#### Check your understanding:
A) From the deliverance ministry passage, copy everything between "All that is" and "New York City.", inclusive.
B) Answer these questions using the deliverance ministry passage:
(i) What is the name of the ministry Cathi Nowlen runs?
(ii) What church is the Rev. Donald Lee with?
(iii) According to Nowlen, what is required to be freed?
C) Continue the deliverance ministry passage from where it stops.

With the exception of a few well-paid televangelists - most famously Denver's Bob Larson - most deliverance ministers are amateurs running small-scale operations and accepting money only to cover expenses. "The Bible says, 'Freely have you received, freely give,'" said Cathi Nowlen, who runs Free In The Lord Ministries, a Jenkinville, S.C., deliverance ministry that works mostly with convicts.

The process itself is quick and painless, Nowlen said, and has more in common with a counseling session than with Hollywood's head-spinning, projectile-vomiting portrayals of exorcism. "It's not a big deal to get demons out. We don't shout at demons - they're not deaf," she said.

All that is required is faith and a genuine desire to be free, Nowlen said.

"We just get the people to meet the conditions, then we very quietly, no louder than I'm talking to you, command the demon to leave the person in the name and the authority of Jesus Christ."

More stubborn cases do crop up, however. Some people respond to exorcism by shaking, hissing or screaming, and in severe cases may need to be restrained to prevent them from hurting themselves or others. "In some cases you might have to keep commanding the demon for 20 minutes, in some cases for an hour or more," said the Rev. Donald Lee, of the Healing Stream Church in New York City.

#### Information given:
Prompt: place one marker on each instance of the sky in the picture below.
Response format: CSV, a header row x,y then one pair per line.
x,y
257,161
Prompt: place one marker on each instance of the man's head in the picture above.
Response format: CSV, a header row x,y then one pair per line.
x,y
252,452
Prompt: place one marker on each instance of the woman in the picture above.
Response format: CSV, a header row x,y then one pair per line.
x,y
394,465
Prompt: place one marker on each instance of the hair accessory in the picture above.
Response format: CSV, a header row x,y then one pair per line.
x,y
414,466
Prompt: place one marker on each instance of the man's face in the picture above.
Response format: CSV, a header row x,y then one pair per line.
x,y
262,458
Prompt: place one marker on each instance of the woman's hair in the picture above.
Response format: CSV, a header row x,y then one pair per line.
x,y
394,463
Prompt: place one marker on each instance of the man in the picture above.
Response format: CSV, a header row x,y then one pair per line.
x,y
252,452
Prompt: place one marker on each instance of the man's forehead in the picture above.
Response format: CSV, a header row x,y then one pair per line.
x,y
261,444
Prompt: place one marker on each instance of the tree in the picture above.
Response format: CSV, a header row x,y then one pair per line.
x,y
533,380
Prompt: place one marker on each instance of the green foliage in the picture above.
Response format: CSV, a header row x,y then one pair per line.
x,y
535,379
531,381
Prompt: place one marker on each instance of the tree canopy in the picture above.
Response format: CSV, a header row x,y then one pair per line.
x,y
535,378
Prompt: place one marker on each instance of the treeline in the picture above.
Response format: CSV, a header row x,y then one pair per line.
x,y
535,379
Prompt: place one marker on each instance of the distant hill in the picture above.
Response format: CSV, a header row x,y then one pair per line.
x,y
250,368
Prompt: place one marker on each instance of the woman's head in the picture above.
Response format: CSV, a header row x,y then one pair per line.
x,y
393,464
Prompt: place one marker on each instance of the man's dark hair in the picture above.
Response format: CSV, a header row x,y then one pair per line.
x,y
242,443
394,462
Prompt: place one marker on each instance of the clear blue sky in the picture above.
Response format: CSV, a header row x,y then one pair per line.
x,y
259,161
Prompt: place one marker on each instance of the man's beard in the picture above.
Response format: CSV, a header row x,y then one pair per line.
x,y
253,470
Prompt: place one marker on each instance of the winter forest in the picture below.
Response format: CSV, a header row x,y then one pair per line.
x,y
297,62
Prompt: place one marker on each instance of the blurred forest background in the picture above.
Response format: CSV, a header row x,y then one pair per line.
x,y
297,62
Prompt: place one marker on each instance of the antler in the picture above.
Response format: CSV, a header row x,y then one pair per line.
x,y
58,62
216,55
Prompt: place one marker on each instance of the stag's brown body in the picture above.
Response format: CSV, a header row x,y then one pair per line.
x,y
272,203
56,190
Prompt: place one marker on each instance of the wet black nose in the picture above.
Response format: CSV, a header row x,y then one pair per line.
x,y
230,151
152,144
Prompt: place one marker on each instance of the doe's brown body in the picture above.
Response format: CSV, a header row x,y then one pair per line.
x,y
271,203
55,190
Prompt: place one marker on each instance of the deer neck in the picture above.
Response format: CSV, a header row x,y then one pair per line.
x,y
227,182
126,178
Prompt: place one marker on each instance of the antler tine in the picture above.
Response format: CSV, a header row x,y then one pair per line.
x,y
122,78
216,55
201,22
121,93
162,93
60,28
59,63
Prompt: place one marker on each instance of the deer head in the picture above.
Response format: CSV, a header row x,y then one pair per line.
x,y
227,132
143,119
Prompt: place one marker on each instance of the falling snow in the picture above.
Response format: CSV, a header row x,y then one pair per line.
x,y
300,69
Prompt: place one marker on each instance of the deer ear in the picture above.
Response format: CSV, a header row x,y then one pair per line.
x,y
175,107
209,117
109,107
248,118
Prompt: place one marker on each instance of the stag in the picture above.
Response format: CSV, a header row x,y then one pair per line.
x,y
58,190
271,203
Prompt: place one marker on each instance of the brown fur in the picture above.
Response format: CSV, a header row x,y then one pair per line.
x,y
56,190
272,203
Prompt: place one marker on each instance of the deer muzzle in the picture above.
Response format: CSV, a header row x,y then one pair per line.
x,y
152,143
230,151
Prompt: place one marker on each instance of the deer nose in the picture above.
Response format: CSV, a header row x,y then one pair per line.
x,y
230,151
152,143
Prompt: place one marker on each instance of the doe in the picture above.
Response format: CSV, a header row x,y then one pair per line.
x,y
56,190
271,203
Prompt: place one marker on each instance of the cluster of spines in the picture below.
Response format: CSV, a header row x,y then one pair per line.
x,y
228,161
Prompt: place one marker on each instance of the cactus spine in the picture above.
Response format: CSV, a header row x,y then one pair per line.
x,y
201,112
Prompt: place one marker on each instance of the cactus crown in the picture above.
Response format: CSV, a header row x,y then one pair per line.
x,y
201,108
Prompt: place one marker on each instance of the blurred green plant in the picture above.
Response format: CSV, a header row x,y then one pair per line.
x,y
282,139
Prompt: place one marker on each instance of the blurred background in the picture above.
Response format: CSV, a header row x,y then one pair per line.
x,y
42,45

#### Answers in order:
A)
All that is required is faith and a genuine desire to be free, Nowlen said.

"We just get the people to meet the conditions, then we very quietly, no louder than I'm talking to you, command the demon to leave the person in the name and the authority of Jesus Christ."

More stubborn cases do crop up, however. Some people respond to exorcism by shaking, hissing or screaming, and in severe cases may need to be restrained to prevent them from hurting themselves or others. "In some cases you might have to keep commanding the demon for 20 minutes, in some cases for an hour or more," said the Rev. Donald Lee, of the Healing Stream Church in New York City.

B)
(i) Free In The Lord Ministries
(ii) The Healing Stream Church in New York City
(iii) Faith and a genuine desire to be free

C)
The rise of deliverance ministries has coincided with a shortage of exorcists in the Catholic Church, the more traditional bastion of exorcism. "They advertise much more publicly than us," said Father James LeBar of the Archdiocese of New York, one of only 17 Catholic exorcists working in America. "A lot of the time Catholics don't know they can go to their bishop and get help, and in some cases there's just not an exorcist available, so they get discouraged."

LeBar believes deliverance ministries do good work - but warned that many ministers had little training. "If someone who doesn't really know what they're doing tries to do an exorcism or a deliverance, they might be very surprised," he said. "They might find out more than they wanted to find out."

While many health care workers view deliverance ministries with suspicion, some doctors believe exorcism could help cure certain mental illnesses.

Patients who suffer delusions or split personalities may honestly believe they are possessed - and the symbolic power of exorcisms can help them to eject their imagined demons, said Dr. Ralph Allison, a psychiatrist from Paso Robles, Calif., who was shunned by the medical community after performing sham-exorcisms on his patients.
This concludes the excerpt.